1)Mira Koldaş’ın resim sergisi Valör Sanat Galerisinde (22 mart-9 nisan 2017) açıldı. Biliyorsunuz, Valör, Soyut ve Arda galerileri yan yana binalarda. Karşıda da Still Life var.
Bahar çiçeklerinin Bodrum’da dağları, tepeleri, kırları kapladığı haberleri Ankara’larda yankılanırken bizler de buralarda çiçeklerin ha bugün ha yarın bize de birkaç aylığına misafir gelmesini dört gözle bekliyor bir haldeyiz. Cemre düştü de benim mi haberim olmadı? Ne kadar pesimistim aslında; şimdiden Bodrum’un korkunç yazının sıcaklarını ya da Ankara’nın ıssız kavuruculuğunun sona ermesini düşlüyorum ve bir an önce eylülün hüzünlü sıcak kırıcılığını bekliyorum. Deniz mevsimi de geçmiş olacak. Ve ben yine ıssız, terk edilmiş, tenha Bodrum sokaklarında kendi kendimle dolaşacağım. Düşün Allah düşün… Gizemlerin ardında neler var, varoluşun ötesi?... Deniz de yanı başımda buna tanıklık edecek. Su her şeyi kaydeden bir bellekmiş; Masaru Emoto’nun ünlü kitabında ayrıntıyla anlatılıyor. Her yılın eylülünde kim bilir hangi düşüncelerimi kaydetti durdu. Bir gün belki o kayıtları bilgisayarıma aktarabilirim.
■ ■ ■ ■ ■ ■ ■
# Yapılacak Görevler:
A. Yukarıdaki metin bölümüne göre aşağıdaki soruları yanıtlayınız.
(i) Mira Koldaş'ın resim sergisi hangi galeride açılmıştır?
(ii) Suyun her şeyi kaydeden bir bellek olduğu kimin kitabında ayrıntıyla anlatılmaktadır?
(iii) Anlatıcı, hangi ayın hüzünlü sıcak kırıcılığını bir an önce beklediğini söylemektedir?
B. Metin bölümünde "1)Mira Koldaş’ın resim" ifadesinden başlayıp "Still Life var." ifadesi de dahil olmak üzere o ifadeye kadar uzanan kısmı harfiyen aktarınız.

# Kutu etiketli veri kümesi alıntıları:
■ ■ ■ ■ ■ ■ ■
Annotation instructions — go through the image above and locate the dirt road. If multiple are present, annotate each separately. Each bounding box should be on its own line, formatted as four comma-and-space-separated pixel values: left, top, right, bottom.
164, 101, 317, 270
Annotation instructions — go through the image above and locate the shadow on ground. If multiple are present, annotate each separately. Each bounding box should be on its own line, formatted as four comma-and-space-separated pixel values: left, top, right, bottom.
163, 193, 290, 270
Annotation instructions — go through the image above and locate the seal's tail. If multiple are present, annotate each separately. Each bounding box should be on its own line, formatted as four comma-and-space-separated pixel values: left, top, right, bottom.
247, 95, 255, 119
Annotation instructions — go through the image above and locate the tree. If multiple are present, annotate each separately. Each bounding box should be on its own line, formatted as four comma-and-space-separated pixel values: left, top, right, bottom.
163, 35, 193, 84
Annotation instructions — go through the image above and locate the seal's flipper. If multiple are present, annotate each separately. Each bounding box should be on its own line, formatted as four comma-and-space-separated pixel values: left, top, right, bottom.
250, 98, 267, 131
■ ■ ■ ■ ■ ■ ■
# Eksiksiz Yanıtlar:
A.
(i) Valör Sanat Galerisinde.
(ii) Masaru Emoto'nun ünlü kitabında.
(iii) Eylül ayının.

B.
1)Mira Koldaş’ın resim sergisi Valör Sanat Galerisinde (22 mart-9 nisan 2017) açıldı. Biliyorsunuz, Valör, Soyut ve Arda galerileri yan yana binalarda. Karşıda da Still Life var.